◆ Passage
====
I am a single mother to an eight-year-old son. I recently met a man who loves me and has proposed to marry me. He has gelled well with my son and is looking forward to being his father. I’m excited about this except that my son’s biological father is still in the picture.
He has been supporting his son and even takes him away occasionally over the weekends. Since I told him about my plans to get married, he has been behaving strangely. He sometimes gets upset and starts scolding me or sends me nasty messages. The other day he told me that he won’t let go his son. I’m a bit confused. How do I handle this situation? Please advise.
Indeed, this is a confusing situation. But first, we commend your boyfriend for accepting to take you and your son. We all have a past and it is always comforting to know that there are those who would love us in spite of our history. To handle this situation, it is important for you to know that your boy’s father is being driven by two fears — the fear of losing you and losing his son.
He might still have been hopeful that the relationship might work and so, seeing you move on, thwarted all hopes. Coupled with that fear is the fact that he might be jealous that you have moved on.
====
◆ Task prompt
Pick up the advice column about the single mother's marriage plans after its last sentence and continue it.

◆ Data section
====
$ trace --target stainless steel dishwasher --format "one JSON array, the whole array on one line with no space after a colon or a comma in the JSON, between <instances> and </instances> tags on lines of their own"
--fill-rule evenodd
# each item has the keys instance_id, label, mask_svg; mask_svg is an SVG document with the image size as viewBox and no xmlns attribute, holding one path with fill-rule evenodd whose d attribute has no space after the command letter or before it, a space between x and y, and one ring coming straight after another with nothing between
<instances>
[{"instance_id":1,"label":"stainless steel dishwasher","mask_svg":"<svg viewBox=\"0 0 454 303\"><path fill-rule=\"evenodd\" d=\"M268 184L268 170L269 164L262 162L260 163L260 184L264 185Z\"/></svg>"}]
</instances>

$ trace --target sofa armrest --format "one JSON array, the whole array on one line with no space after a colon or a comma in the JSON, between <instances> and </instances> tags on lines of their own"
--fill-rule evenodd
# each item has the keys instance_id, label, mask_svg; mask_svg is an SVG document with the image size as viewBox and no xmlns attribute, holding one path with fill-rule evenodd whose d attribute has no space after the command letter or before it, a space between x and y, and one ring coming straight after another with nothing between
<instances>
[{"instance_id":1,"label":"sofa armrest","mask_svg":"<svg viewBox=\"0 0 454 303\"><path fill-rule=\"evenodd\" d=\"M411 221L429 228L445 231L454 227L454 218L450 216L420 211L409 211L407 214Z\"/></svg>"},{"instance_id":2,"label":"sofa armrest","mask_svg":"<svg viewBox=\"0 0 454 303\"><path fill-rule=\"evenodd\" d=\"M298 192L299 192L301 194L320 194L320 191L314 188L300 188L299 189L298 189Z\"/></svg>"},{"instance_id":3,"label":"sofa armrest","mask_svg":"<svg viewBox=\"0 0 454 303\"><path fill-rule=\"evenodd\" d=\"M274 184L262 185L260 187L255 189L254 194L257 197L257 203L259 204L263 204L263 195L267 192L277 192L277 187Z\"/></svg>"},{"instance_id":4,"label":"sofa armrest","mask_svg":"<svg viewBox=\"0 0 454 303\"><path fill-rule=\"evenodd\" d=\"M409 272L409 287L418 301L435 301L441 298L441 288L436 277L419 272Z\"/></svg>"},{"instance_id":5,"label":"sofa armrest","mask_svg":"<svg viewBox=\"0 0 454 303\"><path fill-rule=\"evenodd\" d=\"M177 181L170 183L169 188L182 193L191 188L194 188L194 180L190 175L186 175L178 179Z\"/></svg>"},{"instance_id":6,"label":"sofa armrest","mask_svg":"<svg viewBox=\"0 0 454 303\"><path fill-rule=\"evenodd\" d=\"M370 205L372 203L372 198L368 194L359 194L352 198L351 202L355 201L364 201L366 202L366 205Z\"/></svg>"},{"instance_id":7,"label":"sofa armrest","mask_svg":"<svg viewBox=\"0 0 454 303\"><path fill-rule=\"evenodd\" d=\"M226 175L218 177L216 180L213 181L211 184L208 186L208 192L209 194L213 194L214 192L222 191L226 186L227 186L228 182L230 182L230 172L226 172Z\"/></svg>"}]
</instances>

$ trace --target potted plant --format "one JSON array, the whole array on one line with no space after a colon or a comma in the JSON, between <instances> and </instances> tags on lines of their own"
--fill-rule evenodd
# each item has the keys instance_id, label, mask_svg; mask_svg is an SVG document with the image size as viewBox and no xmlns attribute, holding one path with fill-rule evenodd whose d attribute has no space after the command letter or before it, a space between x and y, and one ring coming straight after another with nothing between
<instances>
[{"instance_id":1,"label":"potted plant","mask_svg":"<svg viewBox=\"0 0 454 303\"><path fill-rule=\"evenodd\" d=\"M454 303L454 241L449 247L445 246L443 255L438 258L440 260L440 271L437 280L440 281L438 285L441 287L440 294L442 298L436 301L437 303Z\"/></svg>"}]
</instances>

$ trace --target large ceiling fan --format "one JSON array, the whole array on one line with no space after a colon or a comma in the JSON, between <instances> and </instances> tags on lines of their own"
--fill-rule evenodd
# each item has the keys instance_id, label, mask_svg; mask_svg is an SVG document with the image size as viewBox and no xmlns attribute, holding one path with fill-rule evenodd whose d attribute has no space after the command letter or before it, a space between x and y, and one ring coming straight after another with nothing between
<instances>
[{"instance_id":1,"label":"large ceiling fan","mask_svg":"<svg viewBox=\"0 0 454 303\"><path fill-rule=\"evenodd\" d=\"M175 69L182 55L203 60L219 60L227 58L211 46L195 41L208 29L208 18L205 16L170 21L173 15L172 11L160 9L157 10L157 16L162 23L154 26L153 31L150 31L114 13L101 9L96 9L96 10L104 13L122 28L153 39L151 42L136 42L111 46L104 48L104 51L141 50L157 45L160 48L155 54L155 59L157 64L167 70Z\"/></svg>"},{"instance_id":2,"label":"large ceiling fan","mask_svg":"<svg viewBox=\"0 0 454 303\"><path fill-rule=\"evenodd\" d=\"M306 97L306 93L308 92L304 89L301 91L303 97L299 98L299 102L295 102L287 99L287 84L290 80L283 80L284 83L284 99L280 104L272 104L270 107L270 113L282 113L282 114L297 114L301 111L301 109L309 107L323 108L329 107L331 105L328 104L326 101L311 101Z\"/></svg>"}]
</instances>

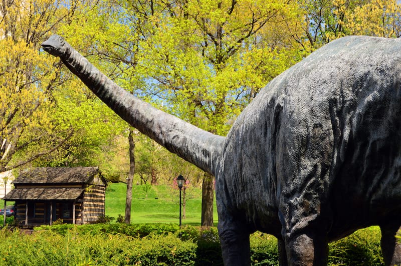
====
◆ Answer for the task
Concerning the fear of losing his son, you need to assure him that he will always be the boy’s father and that no one is about to snatch his son away from him. Try and convince him that what needs to happen should be for the good of everyone involved, especially the boy.
Reassure him that you will still allow him access to his son as long as he cooperates and doesn’t interfere with your new relationship. If he proves difficult, let him know that you are ready to seek legal help, which may not be to his advantage.
You have not indicated whether he is married and if he’s not, the law may act in your favour because of the boy’s age and the fact that you have been the one staying with him.
At this stage, the boy needs to be nurtured and the best person who can do that is the mother, unless for some reason the mother is not able to do so. The only thing required will be that you allow the father time with his son as the case has been.
Even this must now be done bearing in mind the fact that there is now a third party involved. We hope the boy’s father sees sense and acts in a mature manner as this might just work to his advantage in the near future.